## Problem description
Rewrite the lines from the line containing "Where can you spot the logo print" through the line containing "(1232, 824)", changing "black trousers" to "dark trousers" and keeping everything else the same.

## Object point labels
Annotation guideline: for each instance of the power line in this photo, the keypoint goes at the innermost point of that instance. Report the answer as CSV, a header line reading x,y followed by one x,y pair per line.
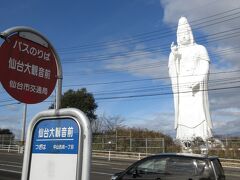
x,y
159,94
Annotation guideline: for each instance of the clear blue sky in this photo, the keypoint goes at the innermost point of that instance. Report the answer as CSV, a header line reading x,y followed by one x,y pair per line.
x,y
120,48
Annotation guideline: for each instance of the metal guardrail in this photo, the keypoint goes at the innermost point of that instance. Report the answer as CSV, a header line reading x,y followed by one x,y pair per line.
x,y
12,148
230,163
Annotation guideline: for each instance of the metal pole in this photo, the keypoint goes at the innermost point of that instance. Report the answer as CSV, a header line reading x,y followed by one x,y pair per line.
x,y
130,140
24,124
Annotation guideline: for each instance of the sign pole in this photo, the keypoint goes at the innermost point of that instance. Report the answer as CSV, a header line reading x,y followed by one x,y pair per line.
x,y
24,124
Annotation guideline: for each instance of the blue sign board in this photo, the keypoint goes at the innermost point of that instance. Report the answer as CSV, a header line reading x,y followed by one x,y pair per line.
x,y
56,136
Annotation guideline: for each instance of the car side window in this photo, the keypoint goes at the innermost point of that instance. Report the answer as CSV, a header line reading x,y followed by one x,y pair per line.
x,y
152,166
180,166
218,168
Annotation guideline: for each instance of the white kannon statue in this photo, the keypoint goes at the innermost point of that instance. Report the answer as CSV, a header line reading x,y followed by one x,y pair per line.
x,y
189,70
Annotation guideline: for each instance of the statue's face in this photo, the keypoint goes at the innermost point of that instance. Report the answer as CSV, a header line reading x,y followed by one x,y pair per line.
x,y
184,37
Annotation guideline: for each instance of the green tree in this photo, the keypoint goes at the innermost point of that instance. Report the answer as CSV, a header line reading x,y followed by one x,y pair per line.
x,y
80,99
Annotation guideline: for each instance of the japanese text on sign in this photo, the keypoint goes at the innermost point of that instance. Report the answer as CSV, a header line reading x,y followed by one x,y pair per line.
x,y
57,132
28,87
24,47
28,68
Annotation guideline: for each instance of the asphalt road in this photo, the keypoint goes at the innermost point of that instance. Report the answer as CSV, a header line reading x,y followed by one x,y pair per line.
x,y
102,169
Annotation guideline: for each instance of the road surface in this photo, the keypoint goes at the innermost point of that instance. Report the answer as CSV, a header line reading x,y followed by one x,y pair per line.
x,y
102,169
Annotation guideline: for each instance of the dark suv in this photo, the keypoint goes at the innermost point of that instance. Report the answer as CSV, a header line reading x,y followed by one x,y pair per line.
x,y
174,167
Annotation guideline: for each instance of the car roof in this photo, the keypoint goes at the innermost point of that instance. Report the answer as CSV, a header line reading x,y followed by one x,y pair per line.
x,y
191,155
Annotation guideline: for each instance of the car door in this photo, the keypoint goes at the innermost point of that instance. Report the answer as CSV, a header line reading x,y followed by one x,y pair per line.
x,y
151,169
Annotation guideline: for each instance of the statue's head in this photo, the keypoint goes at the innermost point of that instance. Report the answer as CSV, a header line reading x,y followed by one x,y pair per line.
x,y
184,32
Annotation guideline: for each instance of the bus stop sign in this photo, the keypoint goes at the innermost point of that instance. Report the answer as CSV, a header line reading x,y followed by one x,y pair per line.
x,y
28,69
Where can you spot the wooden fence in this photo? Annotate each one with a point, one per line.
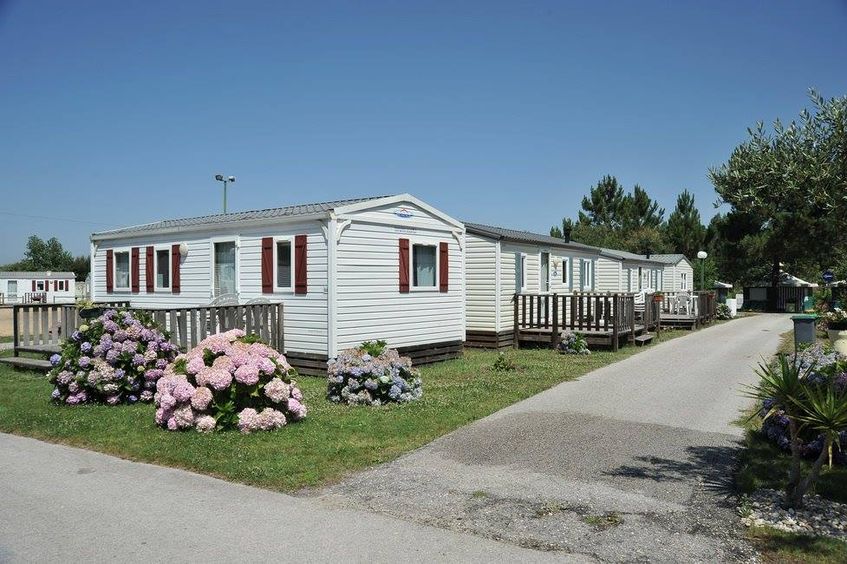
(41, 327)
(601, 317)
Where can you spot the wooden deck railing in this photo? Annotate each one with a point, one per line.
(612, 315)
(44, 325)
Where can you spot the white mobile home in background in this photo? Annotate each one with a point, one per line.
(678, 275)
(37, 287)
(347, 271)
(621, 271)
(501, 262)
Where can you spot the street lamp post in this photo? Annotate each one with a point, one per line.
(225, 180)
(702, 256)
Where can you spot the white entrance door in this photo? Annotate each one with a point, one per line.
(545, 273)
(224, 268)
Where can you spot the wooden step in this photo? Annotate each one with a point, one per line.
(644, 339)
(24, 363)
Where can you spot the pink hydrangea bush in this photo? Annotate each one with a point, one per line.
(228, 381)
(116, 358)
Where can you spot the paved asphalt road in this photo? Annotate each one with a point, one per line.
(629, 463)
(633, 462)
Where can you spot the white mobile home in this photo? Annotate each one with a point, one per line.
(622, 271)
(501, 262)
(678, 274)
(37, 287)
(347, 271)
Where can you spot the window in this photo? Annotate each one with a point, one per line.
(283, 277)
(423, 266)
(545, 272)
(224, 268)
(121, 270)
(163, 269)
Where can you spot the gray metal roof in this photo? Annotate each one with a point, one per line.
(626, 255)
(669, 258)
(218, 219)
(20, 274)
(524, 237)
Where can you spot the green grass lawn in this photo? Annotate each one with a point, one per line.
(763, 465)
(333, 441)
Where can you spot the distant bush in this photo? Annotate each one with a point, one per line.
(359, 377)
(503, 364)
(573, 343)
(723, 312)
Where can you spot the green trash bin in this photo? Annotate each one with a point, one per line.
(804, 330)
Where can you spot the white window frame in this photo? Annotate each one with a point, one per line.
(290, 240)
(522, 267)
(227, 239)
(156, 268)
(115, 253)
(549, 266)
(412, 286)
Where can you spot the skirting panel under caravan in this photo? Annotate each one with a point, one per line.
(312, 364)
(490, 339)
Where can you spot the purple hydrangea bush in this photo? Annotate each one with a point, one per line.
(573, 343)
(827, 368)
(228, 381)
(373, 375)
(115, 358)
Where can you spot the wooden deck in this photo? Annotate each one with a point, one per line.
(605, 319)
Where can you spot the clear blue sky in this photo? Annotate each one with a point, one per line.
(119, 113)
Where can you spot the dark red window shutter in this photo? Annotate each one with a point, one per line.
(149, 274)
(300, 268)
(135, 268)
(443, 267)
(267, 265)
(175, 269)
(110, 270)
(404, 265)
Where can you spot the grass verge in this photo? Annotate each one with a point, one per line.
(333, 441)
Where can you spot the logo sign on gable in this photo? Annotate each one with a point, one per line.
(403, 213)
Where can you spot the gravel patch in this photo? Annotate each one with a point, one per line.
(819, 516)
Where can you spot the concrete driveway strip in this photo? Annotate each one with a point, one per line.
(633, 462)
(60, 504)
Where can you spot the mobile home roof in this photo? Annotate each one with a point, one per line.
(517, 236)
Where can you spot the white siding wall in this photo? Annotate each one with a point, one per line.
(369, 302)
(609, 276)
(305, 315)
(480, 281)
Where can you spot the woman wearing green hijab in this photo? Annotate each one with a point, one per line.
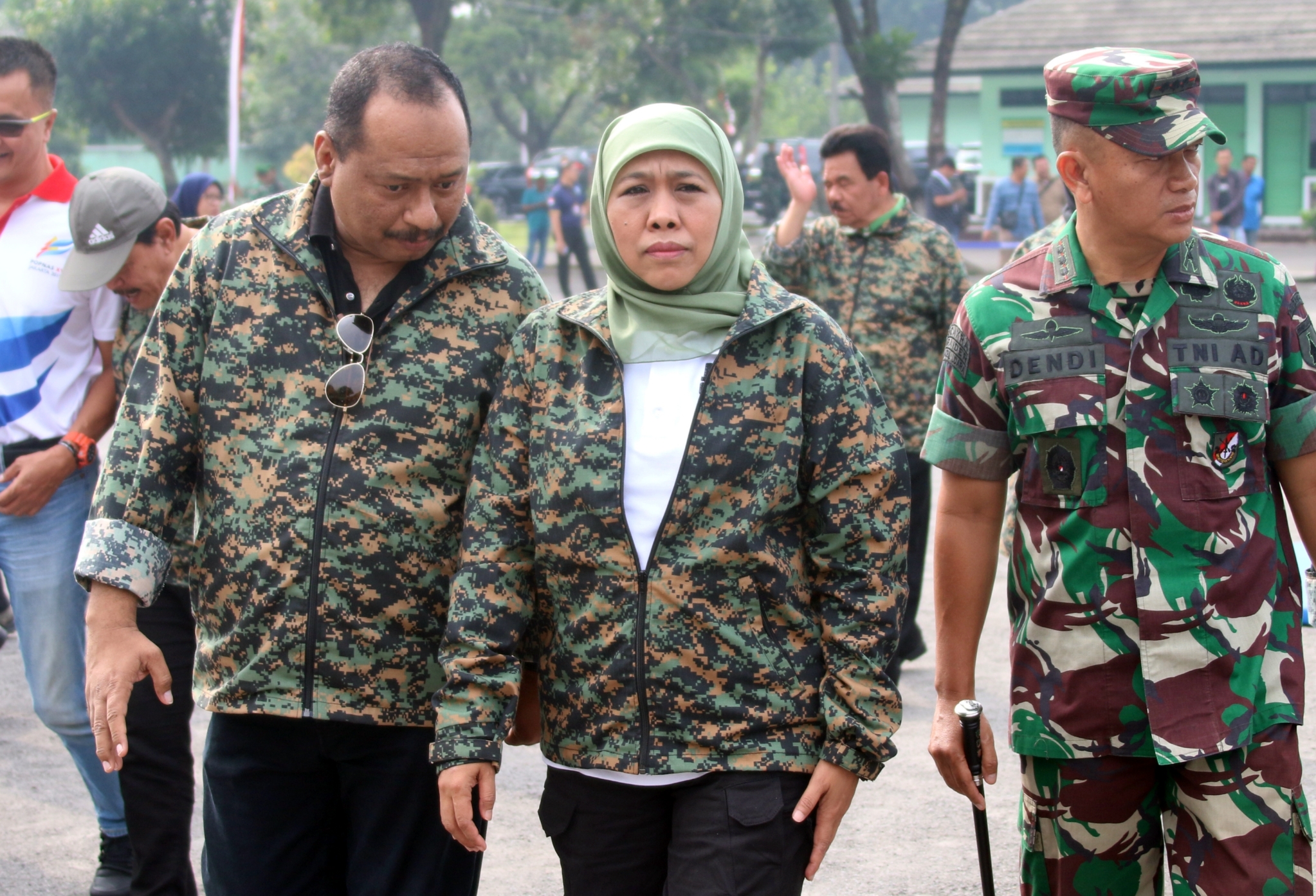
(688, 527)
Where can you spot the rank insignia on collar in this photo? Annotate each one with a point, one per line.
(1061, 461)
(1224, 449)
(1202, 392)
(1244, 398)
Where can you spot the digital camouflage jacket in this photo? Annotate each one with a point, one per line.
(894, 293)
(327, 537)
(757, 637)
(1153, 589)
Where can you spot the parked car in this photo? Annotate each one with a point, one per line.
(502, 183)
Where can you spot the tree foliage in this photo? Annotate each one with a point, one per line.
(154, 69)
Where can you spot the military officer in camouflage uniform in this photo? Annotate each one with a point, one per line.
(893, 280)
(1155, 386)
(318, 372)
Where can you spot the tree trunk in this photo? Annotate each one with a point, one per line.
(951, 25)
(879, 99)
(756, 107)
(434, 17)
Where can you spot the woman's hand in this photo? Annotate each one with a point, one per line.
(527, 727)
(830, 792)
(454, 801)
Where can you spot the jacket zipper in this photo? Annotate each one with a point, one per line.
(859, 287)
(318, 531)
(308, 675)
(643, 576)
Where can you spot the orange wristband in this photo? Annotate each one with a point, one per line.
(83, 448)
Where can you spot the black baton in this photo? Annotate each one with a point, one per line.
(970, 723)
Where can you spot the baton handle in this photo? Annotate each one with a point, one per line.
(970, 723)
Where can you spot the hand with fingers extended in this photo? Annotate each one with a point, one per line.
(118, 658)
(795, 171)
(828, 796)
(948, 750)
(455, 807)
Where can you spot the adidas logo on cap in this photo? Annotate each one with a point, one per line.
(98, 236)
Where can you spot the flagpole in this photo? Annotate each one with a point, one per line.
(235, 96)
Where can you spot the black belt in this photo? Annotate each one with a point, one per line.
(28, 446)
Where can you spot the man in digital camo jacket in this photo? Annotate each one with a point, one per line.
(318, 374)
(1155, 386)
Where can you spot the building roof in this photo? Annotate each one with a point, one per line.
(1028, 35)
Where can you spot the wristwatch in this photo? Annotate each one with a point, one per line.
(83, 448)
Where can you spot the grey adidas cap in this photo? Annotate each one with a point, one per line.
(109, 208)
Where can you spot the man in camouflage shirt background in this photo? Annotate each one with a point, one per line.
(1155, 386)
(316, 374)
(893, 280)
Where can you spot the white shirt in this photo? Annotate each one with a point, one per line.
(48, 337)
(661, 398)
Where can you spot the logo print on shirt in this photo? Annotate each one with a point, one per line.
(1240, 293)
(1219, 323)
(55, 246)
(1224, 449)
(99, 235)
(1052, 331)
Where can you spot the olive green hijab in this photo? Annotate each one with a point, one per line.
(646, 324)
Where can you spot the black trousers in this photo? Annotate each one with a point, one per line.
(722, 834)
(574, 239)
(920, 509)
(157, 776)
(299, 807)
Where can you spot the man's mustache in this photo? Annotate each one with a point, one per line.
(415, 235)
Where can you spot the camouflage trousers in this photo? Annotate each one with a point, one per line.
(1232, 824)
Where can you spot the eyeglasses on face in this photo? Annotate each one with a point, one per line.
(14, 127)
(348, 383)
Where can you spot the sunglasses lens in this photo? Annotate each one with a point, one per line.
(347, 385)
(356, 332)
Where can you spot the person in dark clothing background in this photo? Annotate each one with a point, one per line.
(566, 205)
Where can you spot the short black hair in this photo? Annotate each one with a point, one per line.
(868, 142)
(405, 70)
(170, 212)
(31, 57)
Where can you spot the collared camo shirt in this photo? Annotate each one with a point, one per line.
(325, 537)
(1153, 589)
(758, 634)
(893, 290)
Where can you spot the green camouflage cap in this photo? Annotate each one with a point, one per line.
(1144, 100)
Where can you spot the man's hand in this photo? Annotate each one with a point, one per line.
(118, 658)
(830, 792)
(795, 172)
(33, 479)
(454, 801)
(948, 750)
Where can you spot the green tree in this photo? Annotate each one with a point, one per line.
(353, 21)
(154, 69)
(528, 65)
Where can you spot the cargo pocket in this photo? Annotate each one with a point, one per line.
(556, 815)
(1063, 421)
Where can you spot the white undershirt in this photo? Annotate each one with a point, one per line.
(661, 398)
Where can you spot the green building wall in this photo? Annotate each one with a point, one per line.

## Full solution
Where can you spot the logo print on shirt in this photo? Annotate each one with a point, one per line.
(1240, 293)
(1219, 323)
(55, 246)
(1224, 449)
(99, 235)
(1052, 331)
Where can you spot the olive green hijab in this photo? Annotate each one with a point, one per line.
(646, 324)
Where can you spot the dark trousers in this photo? Annotate each one with a point, one per line.
(722, 834)
(574, 239)
(920, 509)
(157, 776)
(299, 807)
Where can you spot the man's mustache in this photo? Annotate each one with a point, one per line.
(415, 235)
Where can you spot the camouflage trousers in this photo? Annotate each one with a point, one per line.
(1232, 824)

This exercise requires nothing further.